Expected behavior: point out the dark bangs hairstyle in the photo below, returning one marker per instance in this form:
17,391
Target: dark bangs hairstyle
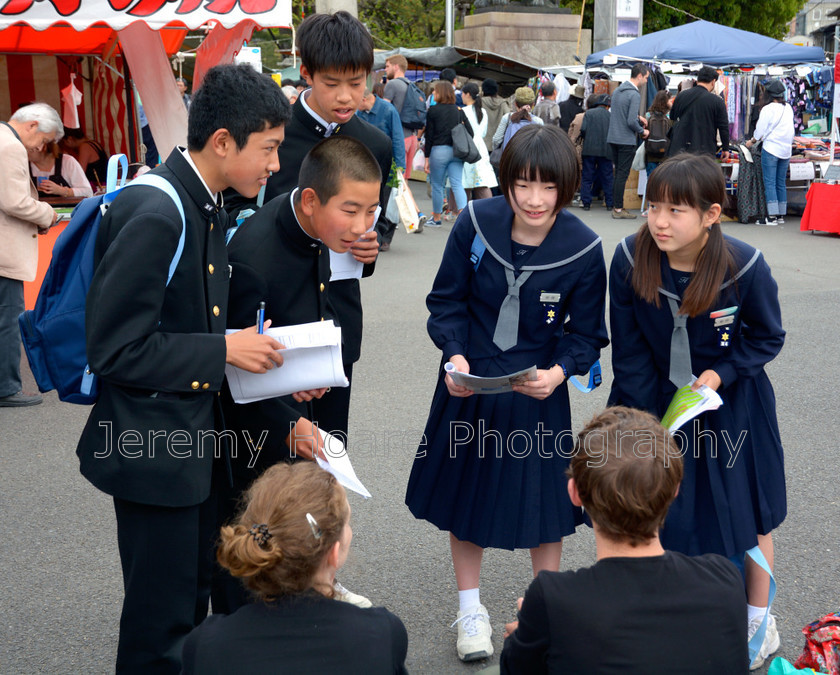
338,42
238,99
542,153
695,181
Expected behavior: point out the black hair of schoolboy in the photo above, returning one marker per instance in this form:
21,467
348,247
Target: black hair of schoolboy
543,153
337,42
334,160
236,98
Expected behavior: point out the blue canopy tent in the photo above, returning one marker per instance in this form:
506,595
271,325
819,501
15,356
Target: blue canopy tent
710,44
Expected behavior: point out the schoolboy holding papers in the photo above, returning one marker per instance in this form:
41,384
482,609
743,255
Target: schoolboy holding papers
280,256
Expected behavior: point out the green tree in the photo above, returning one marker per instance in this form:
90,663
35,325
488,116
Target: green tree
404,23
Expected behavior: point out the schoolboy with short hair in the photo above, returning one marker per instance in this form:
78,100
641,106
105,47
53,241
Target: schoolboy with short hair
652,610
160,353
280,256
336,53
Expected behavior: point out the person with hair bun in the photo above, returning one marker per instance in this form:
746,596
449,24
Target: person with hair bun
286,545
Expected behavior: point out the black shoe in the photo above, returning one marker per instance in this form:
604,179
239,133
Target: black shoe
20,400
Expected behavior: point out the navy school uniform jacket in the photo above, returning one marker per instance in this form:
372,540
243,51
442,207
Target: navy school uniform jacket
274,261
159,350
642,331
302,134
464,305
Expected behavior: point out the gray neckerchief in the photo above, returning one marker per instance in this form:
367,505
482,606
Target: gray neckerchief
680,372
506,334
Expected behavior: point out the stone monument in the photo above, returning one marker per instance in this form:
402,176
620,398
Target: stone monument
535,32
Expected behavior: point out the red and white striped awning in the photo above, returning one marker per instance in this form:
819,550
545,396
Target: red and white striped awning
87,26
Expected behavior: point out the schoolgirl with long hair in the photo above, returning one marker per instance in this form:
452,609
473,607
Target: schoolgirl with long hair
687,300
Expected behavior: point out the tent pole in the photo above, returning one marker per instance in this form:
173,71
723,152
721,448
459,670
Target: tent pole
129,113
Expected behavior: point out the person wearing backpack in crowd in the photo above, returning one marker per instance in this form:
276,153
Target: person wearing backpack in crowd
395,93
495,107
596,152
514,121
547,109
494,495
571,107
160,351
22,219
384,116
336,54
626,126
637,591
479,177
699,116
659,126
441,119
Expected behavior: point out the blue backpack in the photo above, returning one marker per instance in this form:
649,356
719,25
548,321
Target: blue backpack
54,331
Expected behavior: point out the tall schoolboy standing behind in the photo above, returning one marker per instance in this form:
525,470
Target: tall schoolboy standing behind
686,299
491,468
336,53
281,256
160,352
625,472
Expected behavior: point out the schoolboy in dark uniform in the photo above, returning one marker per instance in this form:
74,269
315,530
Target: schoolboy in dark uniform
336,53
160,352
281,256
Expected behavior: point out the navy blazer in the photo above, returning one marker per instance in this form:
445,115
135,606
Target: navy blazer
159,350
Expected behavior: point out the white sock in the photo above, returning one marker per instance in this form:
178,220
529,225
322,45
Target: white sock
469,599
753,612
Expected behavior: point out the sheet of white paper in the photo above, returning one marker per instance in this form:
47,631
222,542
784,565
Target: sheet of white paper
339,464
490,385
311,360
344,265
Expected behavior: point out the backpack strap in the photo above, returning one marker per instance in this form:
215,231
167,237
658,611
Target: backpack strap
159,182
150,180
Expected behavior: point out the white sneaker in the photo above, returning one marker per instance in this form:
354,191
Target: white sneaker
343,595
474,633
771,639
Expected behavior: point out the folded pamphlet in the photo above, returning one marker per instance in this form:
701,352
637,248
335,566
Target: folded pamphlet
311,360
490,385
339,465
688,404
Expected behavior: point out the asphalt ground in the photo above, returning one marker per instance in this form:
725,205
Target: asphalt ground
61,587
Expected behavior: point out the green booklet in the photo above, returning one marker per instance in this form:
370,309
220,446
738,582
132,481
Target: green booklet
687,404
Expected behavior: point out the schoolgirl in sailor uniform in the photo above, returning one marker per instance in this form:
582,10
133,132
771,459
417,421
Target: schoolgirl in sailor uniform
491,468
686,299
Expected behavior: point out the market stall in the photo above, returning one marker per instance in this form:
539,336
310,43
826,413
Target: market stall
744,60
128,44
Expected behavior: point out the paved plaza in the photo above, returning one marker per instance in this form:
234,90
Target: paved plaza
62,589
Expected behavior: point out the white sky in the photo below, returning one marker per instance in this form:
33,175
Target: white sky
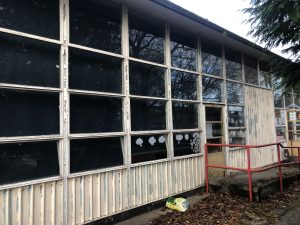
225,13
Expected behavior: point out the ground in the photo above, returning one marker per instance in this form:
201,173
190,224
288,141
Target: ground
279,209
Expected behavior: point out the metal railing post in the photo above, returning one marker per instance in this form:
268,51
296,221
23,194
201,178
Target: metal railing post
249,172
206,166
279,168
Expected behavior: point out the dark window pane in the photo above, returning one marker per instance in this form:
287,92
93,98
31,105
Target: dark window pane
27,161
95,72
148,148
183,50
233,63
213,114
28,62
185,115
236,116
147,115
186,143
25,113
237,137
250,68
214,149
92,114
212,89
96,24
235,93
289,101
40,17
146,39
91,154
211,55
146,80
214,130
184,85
────────────────────
WHAT YOU SHOULD DO
Copy the listing word for word, excluding its pictures.

RESPONSE TO THE TASK
Expected behavior: point out the dark bangs hairstyle in the photo below, returning one marker per instance in this form:
17,391
Target: dark bangs hairstyle
338,42
238,99
542,153
695,181
Expected behavior: point out the black hair of schoolboy in the photo above, returning one marker per instance in this form:
21,467
348,247
Target: black hair of schoolboy
543,153
337,42
334,160
236,98
Expected behavior: point out the blue canopy tent in the photo above, returning one marker per instance in this form:
506,595
271,325
819,501
15,356
Target: blue canopy tent
710,44
Expected behavior: point out the schoolboy holding papers in the photo above, returning one marker per instance in this form:
41,384
482,609
743,255
Target: schoolboy holding papers
280,256
Expected behavior: point out the green tree in the photo above, returning one marker per instance in this form:
90,663
35,325
488,116
Target: green tree
404,23
Expected behavior: point out the schoolboy with short hair in the photo above, returning one marker per instance in this form:
78,100
641,106
105,47
53,241
Target: schoolboy with short hair
652,610
160,353
280,256
336,53
Expected behavior: point out the person with hair bun in the photo above, returning one marker per instance in this form:
746,596
449,24
Target: person with hair bun
286,545
Expected behavior: point out the black shoe in the photo above, returning one marker per instance in this form:
604,179
239,133
Target: black shoe
20,400
Expected behavior: point out the navy school uniform jacket in the photo above, returning one marker per instance in this form:
372,540
243,51
442,207
Target: navy school uniform jacket
274,261
159,350
642,331
302,134
464,305
Expected behavior: point out the gray neckerchief in the photo above, returning one marker per instance in this form:
367,505
482,606
Target: gray neckerchief
680,372
506,334
Expected behavior: point out the stone monument in the photo above, returning one marker per instance in this form:
402,176
620,398
Target: stone monument
535,32
Expected behavior: point out the red and white striped awning in the photo above, returning one marker per instance in this form:
819,550
545,396
Target: red and white striped awning
87,26
Expected behavior: point out the schoolgirl with long hair in the photo above, returning one marker per instance in this form:
452,609
473,607
Target: schoolgirl with long hair
687,300
Expected behavior: point out the tent pole in the photo above, returning one marker per instance in this form:
173,71
723,152
721,448
459,670
Target: tent pole
129,113
Expected behavior: point out the person wearing backpack in crowd in the photo above, returning one marker per instance in this form:
276,153
Target: person wearing backpack in crowd
395,93
495,107
596,152
514,121
547,109
494,495
571,107
160,351
22,219
384,116
336,54
626,126
637,591
479,177
699,116
659,126
441,119
Expected behavior: point out the blue backpack in the photo above, returning one marker per instance in this form:
649,356
719,25
548,321
Target: blue backpack
54,331
Expected behavior: point out the tall schoolboy standing behind in the photo above, returning one marker per instance in this form:
525,470
Target: tall schoolboy standing behind
686,299
491,468
336,53
281,256
160,352
625,472
Expected behavior: point out the schoolboy in dark uniform in the photo above, returning one marker per instance in this form:
74,269
315,530
Target: schoolboy in dark uniform
336,53
160,352
281,256
Expected behavior: point out the navy blazer in the photo above, returning one marker per instance in this form:
445,115
135,606
Target: navy blazer
159,350
Expected behavior: point out the white sock in the photo above, returning one marker per instance in this form:
178,220
529,225
322,45
Target: white sock
469,599
753,612
Expected behavior: point out the sheet of white paper in the photo above, returning one marker per instance in this form:
47,631
222,542
784,565
Target: sheet of white paper
339,464
490,385
311,360
344,265
Expected behavior: point out the backpack strap in the photo above, returning one marker per instance in this form:
215,231
167,237
658,611
Target: backpack strap
159,182
150,180
Expected behavior: point out the white sneaker in the photo above, returning one marker per instance in this form:
354,191
Target: white sneaker
343,595
474,633
771,639
Expected behavior: point out the folded pamphlet in the photo above, returning one marker per instance in this form:
701,352
637,248
335,566
Target: folded pamphlet
311,360
490,385
339,465
688,404
Expected behavior: point out the asphalt ground in the photo above, returning one marker per instance in this form:
725,205
Target: asphalt ground
61,587
Expected behavior: point out the green booklet in the photo above, returning one marker per instance in this form:
370,309
220,446
738,582
132,481
Target: green booklet
687,404
Expected behavior: point out the schoolgirl in sailor uniform in the photo above, returning one marker per instance in this form:
582,10
133,132
771,459
417,421
Target: schoolgirl in sailor uniform
491,468
686,299
Expected behavior: point out the market stall in the photo above, returning one marker per instance in this form:
539,336
310,43
826,413
Target: market stall
744,60
128,44
Expected behavior: point out the paved plaza in the photo above, returning one marker per instance in this form:
234,90
Target: paved plaza
62,589
Expected behavior: point out the white sky in the photo below, returning one marker per instance in this form:
33,175
Target: white sky
225,13
Expected behavior: point out the ground in the photo above, returning one marker per instance in this form:
201,173
190,224
288,141
Target: ground
279,209
Expected behavior: point out the metal railing post in the photo above, returning one marker per instance in this form:
268,51
296,221
23,194
201,178
Target: metal railing post
249,172
206,166
279,168
Expected behavior: point out the dark window pane in the photo above, returning one marker per instance in this form:
287,92
93,98
31,105
Target: dark window pane
27,161
95,72
148,148
183,50
233,63
213,114
28,62
185,115
236,116
147,115
186,143
25,113
237,137
250,68
214,149
92,114
212,89
96,24
235,93
289,101
40,17
146,39
91,154
211,55
146,80
214,130
184,85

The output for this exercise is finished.